SUPERIOR COURT OF CALIFORNIA
COUNTY OF SANTA CLARA
FABIOLA TORRENTO, an individual, on behalf of herself and on behalf of all persons similarly situated,
Plaintiff,
vs.
LUCILE SALTER PACKARD CHILDREN’S HOSPITAL AT STANFORD, a California Corporation, and DOES 1 through 50, inclusive,
Defendants.
Case No. 2016-1-CV-291035
TENTATIVE RULING RE: DEFENDANT’S MOTION FOR SUMMARY ADJUDICATION; PLAINTIFF’S MOTION FOR SUMMARY ADJUDICATION
The above-entitled action comes on for hearing before the Honorable Thomas E. Kuhnle on April 19, 2019, at 9:00 a.m. in Department 5. The Court now issues its tentative ruling as follows:
I. INTRODUCTION
II.
This is a class action arising out of various alleged Labor Code violations. The Second Amended Complaint (“SAC”), filed on October 20, 2017, sets forth the following causes of action: (1) Unfair Competition in Violation of Cal. Bus. & Prof. Code, § 17200, et seq.; (2) Unfair Competition in Violation of Cal. Bus. & Prof. Code, § 17200, et seq.; (3) Failure to Pay Overtime Wages in Violation of Cal. Lab. Code, § 510, et seq.; (4) Failure to Provide Accurate Itemized Statements in Violation of Cal. Lab. Code, § 226; (5) Failure to Provide Wages When Due in Violation of Cal. Lab. Code, §§ 201, 202 and 203; and (6) Violation of the Private Attorneys General Act. On July 16, 2018, the Court granted class certification in this matter.
Defendant Lucile Salter Packard Children’s Hospital at Stanford (“Defendant”) previously moved for summary judgment, but the Court denied the motion without prejudice because Defendant’s motion only addressed Defendant’s Clean Air payments and it appeared Plaintiff may still have had other claims in this case. The parties have stipulated to have the following issue of law adjudicated pursuant to Code of Civil Procedure section 437c, subdivision (t): whether, during the class period, Defendant was required by law to include Clean Air payments in putative class members’ “regular rate of pay.” Defendant and Plaintiff have each filed motions for summary adjudication of this issue.
III. DISCUSSION
IV.
A. Defendant’s Motion for Summary Adjudication
B.

The problem:
Answer these questions from the tentative ruling above.
1. Which judge is the action coming on for hearing before?
2. On what date was the Second Amended Complaint filed?
3. Under which code section and subdivision did the parties stipulate to have the issue of law adjudicated?

Entries supplied:
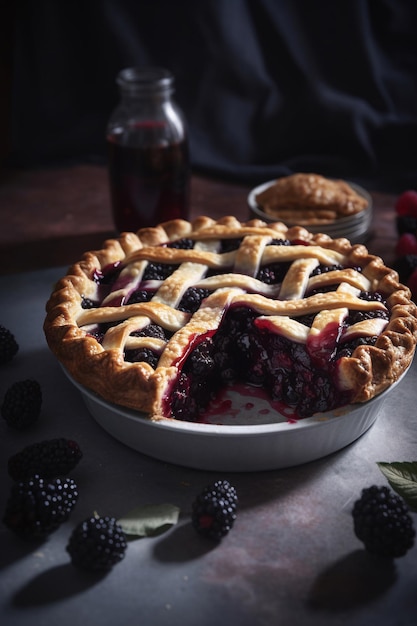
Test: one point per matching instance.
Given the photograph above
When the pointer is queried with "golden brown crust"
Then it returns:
(310, 199)
(137, 385)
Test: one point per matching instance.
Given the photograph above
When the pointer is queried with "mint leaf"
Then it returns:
(148, 520)
(403, 479)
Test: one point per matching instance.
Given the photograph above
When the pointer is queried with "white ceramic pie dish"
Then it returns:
(354, 227)
(255, 443)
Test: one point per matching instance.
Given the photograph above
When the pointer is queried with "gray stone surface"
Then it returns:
(292, 557)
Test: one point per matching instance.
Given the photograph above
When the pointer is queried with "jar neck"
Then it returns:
(151, 84)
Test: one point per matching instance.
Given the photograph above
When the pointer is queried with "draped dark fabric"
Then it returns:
(268, 87)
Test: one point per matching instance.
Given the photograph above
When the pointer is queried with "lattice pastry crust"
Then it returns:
(231, 281)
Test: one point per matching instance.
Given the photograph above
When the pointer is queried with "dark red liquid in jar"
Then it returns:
(149, 184)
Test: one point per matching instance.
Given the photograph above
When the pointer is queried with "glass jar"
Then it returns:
(148, 154)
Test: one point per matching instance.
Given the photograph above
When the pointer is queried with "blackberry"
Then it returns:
(323, 269)
(140, 295)
(37, 507)
(145, 355)
(97, 544)
(22, 404)
(214, 510)
(383, 523)
(151, 330)
(49, 459)
(8, 345)
(158, 271)
(191, 300)
(87, 303)
(184, 244)
(405, 266)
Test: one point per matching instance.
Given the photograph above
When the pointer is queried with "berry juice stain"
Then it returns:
(232, 406)
(148, 184)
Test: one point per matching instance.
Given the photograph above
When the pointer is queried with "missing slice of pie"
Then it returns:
(161, 320)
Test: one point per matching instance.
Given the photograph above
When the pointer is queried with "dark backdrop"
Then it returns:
(268, 86)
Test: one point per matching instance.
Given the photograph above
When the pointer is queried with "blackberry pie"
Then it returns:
(162, 320)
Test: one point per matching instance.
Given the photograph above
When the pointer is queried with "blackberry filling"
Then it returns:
(191, 300)
(146, 354)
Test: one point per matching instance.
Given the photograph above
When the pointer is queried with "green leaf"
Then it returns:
(148, 520)
(403, 479)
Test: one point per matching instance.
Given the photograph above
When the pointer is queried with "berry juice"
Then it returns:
(149, 184)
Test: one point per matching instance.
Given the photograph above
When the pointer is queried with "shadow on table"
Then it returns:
(181, 545)
(54, 585)
(354, 580)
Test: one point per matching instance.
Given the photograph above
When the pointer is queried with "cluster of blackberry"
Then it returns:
(383, 523)
(214, 510)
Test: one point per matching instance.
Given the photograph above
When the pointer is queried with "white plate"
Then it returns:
(354, 227)
(251, 437)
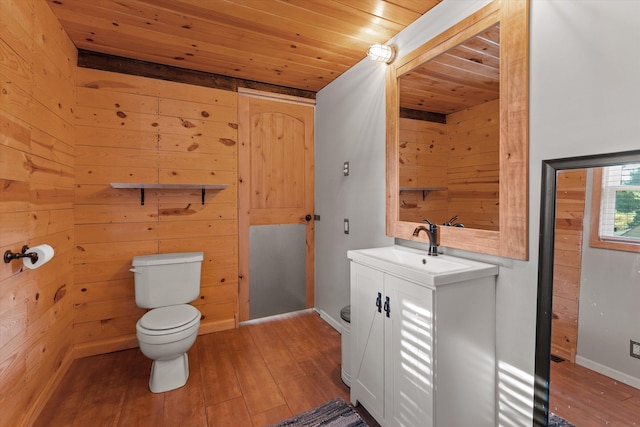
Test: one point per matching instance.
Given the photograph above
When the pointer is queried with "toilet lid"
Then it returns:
(170, 317)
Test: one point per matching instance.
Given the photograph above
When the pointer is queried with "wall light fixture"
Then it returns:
(382, 53)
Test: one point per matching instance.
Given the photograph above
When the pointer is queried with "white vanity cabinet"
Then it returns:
(423, 349)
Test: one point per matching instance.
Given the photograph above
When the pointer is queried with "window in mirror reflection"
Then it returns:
(616, 208)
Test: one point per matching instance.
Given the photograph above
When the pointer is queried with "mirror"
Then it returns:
(457, 135)
(593, 335)
(449, 136)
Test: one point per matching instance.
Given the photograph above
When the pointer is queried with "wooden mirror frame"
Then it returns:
(512, 239)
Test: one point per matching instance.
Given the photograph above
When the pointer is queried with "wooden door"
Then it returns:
(275, 175)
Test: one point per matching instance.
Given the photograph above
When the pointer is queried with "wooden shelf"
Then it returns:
(425, 190)
(142, 187)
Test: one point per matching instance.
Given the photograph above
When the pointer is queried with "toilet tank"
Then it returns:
(167, 279)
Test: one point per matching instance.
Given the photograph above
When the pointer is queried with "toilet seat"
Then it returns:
(168, 320)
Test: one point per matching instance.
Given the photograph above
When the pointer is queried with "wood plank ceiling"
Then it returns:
(300, 44)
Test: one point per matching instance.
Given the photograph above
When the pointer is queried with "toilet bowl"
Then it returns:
(165, 284)
(165, 335)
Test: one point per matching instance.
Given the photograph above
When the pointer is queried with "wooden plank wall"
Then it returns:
(473, 175)
(570, 200)
(463, 156)
(423, 155)
(37, 95)
(139, 130)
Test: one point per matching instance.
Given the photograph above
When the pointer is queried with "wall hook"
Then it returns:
(10, 256)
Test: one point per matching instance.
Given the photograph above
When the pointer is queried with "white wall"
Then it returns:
(609, 316)
(585, 99)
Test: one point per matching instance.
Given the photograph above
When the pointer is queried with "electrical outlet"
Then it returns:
(634, 349)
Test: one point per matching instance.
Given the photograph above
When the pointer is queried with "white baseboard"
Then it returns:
(608, 371)
(330, 320)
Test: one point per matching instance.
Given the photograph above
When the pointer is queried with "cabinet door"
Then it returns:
(409, 354)
(366, 339)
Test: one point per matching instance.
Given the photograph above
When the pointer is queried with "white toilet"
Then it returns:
(166, 283)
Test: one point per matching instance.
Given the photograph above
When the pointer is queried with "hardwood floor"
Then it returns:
(586, 398)
(255, 375)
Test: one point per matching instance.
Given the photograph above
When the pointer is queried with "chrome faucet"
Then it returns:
(432, 233)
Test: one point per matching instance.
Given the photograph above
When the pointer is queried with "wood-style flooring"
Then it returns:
(255, 375)
(586, 398)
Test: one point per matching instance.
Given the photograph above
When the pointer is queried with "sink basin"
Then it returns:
(417, 266)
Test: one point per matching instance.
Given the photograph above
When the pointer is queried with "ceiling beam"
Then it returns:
(119, 64)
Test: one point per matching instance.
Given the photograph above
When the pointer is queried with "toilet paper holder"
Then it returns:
(10, 256)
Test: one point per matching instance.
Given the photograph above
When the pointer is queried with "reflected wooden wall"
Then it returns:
(461, 156)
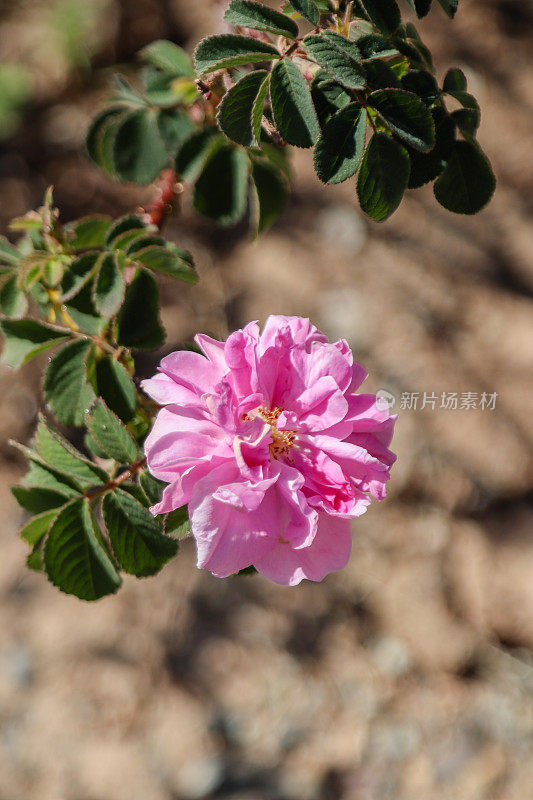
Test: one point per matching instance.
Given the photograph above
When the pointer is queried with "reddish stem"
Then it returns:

Result of the exercise:
1. The Honorable Thomas E. Kuhnle.
2. October 20, 2017.
3. Code of Civil Procedure section 437c, subdivision (t).